┌──
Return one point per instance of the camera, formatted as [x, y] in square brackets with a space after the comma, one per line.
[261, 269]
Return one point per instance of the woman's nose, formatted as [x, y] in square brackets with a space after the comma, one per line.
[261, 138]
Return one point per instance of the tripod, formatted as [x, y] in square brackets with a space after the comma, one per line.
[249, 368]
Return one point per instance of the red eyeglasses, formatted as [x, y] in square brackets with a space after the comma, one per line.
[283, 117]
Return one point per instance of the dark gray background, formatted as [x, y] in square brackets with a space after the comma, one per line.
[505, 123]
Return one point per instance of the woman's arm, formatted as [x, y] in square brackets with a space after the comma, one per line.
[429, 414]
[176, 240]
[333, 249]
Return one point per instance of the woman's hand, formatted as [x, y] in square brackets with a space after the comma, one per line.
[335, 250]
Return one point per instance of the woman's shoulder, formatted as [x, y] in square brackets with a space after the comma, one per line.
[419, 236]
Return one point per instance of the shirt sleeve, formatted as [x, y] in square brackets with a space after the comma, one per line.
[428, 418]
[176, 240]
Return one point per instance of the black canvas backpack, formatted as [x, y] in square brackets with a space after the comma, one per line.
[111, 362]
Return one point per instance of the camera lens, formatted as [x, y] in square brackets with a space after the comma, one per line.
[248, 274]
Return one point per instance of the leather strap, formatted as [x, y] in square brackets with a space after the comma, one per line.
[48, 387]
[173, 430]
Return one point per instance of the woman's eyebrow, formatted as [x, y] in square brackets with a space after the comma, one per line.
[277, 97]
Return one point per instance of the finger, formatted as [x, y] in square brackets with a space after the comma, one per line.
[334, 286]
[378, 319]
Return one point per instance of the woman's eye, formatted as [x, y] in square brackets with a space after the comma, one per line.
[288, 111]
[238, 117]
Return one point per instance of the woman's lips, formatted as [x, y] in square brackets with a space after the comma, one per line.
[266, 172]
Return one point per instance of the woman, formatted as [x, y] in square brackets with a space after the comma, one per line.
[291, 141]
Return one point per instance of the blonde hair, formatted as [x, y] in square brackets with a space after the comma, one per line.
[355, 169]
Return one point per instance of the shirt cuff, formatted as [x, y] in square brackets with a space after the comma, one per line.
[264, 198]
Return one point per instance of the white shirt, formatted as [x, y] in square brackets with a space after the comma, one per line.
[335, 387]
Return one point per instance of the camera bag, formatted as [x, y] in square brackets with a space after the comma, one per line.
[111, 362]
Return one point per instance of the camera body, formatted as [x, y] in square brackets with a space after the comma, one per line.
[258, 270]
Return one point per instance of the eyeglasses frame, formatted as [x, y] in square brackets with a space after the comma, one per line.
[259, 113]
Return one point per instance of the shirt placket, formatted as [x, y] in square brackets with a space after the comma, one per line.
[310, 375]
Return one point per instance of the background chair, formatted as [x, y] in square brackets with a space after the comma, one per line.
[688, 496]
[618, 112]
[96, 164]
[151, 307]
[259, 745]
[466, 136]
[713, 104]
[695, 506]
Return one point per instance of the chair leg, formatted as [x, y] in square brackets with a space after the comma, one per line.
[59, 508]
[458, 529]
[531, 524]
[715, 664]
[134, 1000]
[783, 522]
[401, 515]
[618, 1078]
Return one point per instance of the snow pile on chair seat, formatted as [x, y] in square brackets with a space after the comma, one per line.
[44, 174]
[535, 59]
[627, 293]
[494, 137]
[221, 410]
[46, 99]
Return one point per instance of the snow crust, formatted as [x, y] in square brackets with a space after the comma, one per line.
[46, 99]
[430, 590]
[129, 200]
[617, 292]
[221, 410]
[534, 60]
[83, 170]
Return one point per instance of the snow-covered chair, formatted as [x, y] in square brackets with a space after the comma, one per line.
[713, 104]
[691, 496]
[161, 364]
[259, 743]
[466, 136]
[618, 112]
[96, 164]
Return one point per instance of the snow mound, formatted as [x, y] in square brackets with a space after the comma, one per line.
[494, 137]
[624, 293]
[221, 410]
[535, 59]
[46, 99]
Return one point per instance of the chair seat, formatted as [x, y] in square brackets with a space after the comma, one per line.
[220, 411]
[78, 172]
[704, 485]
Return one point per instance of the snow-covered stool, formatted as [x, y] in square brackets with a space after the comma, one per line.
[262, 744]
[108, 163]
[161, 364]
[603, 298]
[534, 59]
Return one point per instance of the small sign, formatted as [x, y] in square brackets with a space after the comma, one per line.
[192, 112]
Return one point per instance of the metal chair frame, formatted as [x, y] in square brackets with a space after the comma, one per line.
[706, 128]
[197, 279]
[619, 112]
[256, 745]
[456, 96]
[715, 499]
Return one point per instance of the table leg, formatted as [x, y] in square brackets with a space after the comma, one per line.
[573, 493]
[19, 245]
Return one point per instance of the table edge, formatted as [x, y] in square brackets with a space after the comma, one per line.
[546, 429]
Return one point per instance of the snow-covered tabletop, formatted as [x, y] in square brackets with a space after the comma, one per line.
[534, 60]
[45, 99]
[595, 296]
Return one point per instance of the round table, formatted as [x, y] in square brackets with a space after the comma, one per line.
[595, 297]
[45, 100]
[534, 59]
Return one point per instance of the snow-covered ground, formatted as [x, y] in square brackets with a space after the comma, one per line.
└──
**DO THIS**: Please extract exactly, and only, the lines from the line containing "Return one point per instance of the chair seat, formatted" through the last line of the records.

**COMPLETE RESPONSE**:
Return one point per instance of the chair seat, formatted as [x, y] in square brackets with a space after the comma, one per line.
[220, 411]
[78, 172]
[704, 485]
Return one point per instance of the snow-covered stool, formatted as [x, y] in square brackets with a space after the comma, one per line.
[262, 744]
[108, 163]
[161, 364]
[603, 298]
[534, 59]
Return one point per instance of the small sign, formatted as [x, y] in square brackets with a space after the comma, one per line.
[192, 112]
Return one point per instance of the metal chair frame, formatted as [x, y] in square brackets with a space after the comma, one per line.
[706, 128]
[197, 279]
[619, 112]
[256, 745]
[456, 96]
[715, 499]
Return one point per instance of the table leg, formatted as [x, y] in square brackets with a space after the comma, one per line.
[573, 493]
[19, 245]
Return one point per instance of the table edge, formatted as [x, y] in square brackets with a space after the comma, one per line.
[546, 429]
Return one point per instance of the snow-covered tabletop, formatted as [x, y] in square brackets with a space after the comma, one per line.
[534, 60]
[45, 99]
[595, 296]
Return one point per instance of the round table, formatted as [x, y] in square brackets with a space after the comma, one per line.
[595, 297]
[45, 100]
[534, 59]
Return one point per instance of the snow-covered ground, formatted as [x, y] in square brackets with a space after the comma, one per line.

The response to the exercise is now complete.